● **EXERCISE**:
Rename "verify" to "check" throughout the data below, keeping everything else as it is. Reproduce the data without the picture lines.

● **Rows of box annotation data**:
=-=-=
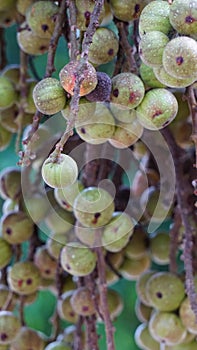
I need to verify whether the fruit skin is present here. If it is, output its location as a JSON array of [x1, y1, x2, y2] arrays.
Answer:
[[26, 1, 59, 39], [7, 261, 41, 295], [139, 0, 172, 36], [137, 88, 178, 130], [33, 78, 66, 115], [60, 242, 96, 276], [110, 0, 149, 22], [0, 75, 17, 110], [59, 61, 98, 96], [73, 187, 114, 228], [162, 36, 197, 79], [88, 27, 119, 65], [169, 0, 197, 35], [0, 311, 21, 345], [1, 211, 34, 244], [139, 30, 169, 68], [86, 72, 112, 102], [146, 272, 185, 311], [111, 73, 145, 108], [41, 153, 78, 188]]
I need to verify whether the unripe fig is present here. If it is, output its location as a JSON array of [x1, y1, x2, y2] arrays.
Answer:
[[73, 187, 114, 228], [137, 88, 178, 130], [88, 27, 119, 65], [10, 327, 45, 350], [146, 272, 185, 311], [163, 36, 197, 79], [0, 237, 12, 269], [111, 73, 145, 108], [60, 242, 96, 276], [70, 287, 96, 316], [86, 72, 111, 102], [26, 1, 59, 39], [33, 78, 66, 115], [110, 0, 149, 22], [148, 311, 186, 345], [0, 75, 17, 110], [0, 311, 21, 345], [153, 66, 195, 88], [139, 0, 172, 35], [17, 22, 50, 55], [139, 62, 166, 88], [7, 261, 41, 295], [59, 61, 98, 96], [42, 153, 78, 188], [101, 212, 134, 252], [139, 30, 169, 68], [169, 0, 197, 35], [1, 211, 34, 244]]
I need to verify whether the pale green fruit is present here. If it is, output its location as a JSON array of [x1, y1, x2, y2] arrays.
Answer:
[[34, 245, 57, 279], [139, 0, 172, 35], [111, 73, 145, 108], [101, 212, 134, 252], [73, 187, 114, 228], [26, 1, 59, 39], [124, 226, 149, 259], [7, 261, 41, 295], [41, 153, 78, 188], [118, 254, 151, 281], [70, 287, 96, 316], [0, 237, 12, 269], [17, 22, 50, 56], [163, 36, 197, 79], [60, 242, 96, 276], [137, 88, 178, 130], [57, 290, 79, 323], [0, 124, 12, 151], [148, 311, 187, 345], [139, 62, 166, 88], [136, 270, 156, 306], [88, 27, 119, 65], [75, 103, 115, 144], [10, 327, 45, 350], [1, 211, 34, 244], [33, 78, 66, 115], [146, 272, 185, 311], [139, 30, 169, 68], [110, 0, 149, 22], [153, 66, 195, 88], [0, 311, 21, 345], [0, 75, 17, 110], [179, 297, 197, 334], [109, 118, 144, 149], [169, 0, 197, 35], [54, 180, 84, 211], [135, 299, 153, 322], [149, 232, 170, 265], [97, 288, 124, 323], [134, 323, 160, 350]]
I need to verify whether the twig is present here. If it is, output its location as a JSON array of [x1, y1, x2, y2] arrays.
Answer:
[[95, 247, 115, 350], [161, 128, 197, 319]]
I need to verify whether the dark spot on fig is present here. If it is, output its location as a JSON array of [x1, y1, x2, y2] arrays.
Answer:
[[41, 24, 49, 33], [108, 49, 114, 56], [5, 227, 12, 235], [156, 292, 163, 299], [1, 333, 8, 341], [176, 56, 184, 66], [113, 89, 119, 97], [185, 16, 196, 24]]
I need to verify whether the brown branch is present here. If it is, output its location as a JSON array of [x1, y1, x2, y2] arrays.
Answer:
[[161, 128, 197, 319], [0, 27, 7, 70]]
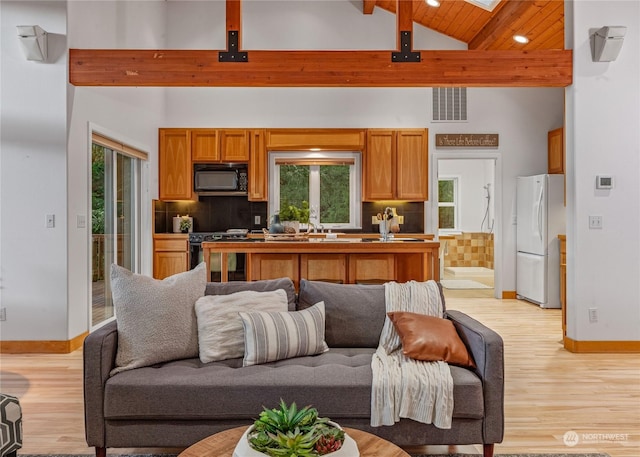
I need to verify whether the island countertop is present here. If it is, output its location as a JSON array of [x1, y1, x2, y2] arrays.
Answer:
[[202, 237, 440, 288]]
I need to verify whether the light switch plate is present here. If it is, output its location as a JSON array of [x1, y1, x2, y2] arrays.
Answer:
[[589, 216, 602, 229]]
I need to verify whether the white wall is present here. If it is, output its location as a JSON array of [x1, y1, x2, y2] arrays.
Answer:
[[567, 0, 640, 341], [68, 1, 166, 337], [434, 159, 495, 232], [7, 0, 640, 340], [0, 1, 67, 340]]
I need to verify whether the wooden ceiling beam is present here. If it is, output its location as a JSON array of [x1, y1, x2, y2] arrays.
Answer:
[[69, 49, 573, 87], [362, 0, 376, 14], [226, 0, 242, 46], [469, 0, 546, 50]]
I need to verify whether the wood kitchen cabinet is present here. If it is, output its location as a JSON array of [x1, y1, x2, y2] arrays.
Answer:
=-=-=
● **EXERCISE SOLUTION**:
I need to check whether the fruit skin is present here. If it is, output its location as a JSON array of [x1, y1, x2, y2] arrays.
Answer:
[[26, 1, 59, 39], [7, 261, 41, 295], [139, 0, 172, 36], [137, 88, 178, 130], [33, 78, 66, 115], [60, 242, 96, 276], [110, 0, 149, 22], [0, 75, 17, 110], [59, 61, 98, 96], [73, 187, 114, 228], [162, 36, 197, 79], [88, 27, 119, 65], [169, 0, 197, 35], [0, 311, 21, 345], [1, 211, 34, 244], [139, 30, 169, 68], [86, 72, 112, 102], [146, 272, 185, 311], [111, 73, 145, 108], [41, 153, 78, 188]]
I need to check whether the unripe fig is present here. If it is, output its location as a JSON array of [x1, y1, x2, y2] arrays.
Answer:
[[73, 187, 114, 228], [137, 88, 178, 130], [88, 27, 119, 65], [10, 327, 45, 350], [146, 272, 185, 311], [163, 36, 197, 79], [0, 237, 12, 269], [111, 73, 145, 108], [60, 242, 96, 276], [70, 287, 96, 316], [86, 72, 111, 102], [26, 1, 59, 39], [33, 78, 66, 115], [110, 0, 149, 22], [148, 311, 186, 345], [0, 75, 17, 110], [0, 311, 21, 345], [153, 66, 195, 88], [139, 0, 172, 35], [17, 22, 50, 55], [139, 62, 166, 88], [7, 261, 41, 295], [59, 61, 98, 96], [42, 153, 78, 188], [101, 212, 134, 252], [139, 30, 169, 68], [169, 0, 197, 35], [1, 211, 34, 244]]
I need to check whether the pale green fruit is present here. If it is, output its location as a JSON array of [x1, y1, x2, y2] arrays.
Answer:
[[34, 245, 57, 279], [139, 0, 172, 35], [111, 73, 145, 108], [101, 212, 134, 252], [73, 187, 114, 228], [26, 1, 59, 39], [124, 226, 149, 259], [7, 261, 41, 295], [41, 153, 78, 188], [118, 254, 151, 281], [70, 287, 96, 316], [0, 237, 12, 269], [17, 22, 50, 56], [163, 36, 197, 79], [60, 242, 96, 276], [137, 88, 178, 130], [57, 290, 79, 323], [0, 124, 12, 151], [148, 311, 187, 345], [139, 62, 166, 88], [136, 270, 156, 306], [88, 27, 119, 65], [75, 103, 115, 144], [10, 327, 45, 350], [1, 211, 34, 244], [33, 78, 66, 115], [146, 272, 185, 311], [139, 30, 169, 68], [110, 0, 149, 22], [153, 66, 195, 88], [0, 311, 21, 345], [0, 75, 17, 110], [179, 297, 197, 334], [109, 118, 144, 149], [169, 0, 197, 35], [54, 180, 84, 211], [135, 299, 153, 322], [149, 232, 170, 265], [97, 288, 124, 323], [134, 323, 160, 350]]
I need to check whether the twig is present here. If it is, output its location as a JSON array of [x1, y1, x2, y2] arrays.
Answer:
[[95, 247, 115, 350], [161, 128, 197, 319]]
I need to check whether the dark spot on fig is present here. If it is, output its location as a JSON array of [x1, y1, x2, y2] arrays.
Answer:
[[41, 24, 49, 33], [108, 49, 114, 56], [5, 227, 12, 235], [156, 292, 163, 299], [1, 333, 8, 341], [176, 56, 184, 66], [113, 89, 119, 97], [185, 16, 196, 24]]
I need to check whether the brown branch is present here. If it is, output its location as a JSON array of [x1, y1, x2, y2] arrays.
Answer:
[[161, 128, 197, 319], [0, 27, 7, 70]]
I need to check whether the island countertop is present here. If it is, output its location as a JSON array of [x1, y1, x2, y2] arrays.
Answer:
[[202, 237, 440, 288]]
I need to check whether the light switch plate is present here. If it is, output its location as a JSON array of [x1, y1, x2, y2] arrays.
Answer:
[[589, 216, 602, 229]]
I need to check whether the white wall is present here. If it is, output its location as a JSON array of [x1, y1, x2, y2] arrays.
Answer:
[[567, 0, 640, 341], [68, 1, 166, 337], [434, 159, 495, 232], [7, 0, 640, 340], [0, 1, 67, 340]]
I need to check whether the wooden ceiling beam is present here. If it is, output its location as a JSON array of [x1, y1, x2, y2] arrays.
Answer:
[[69, 49, 573, 87], [362, 0, 376, 14], [226, 0, 242, 46], [469, 0, 546, 50]]
I need to check whether the wood kitchen cabinet is present here. If it is, output its location as a JSON array of [x1, y1, x2, y2] arrays.
Answer:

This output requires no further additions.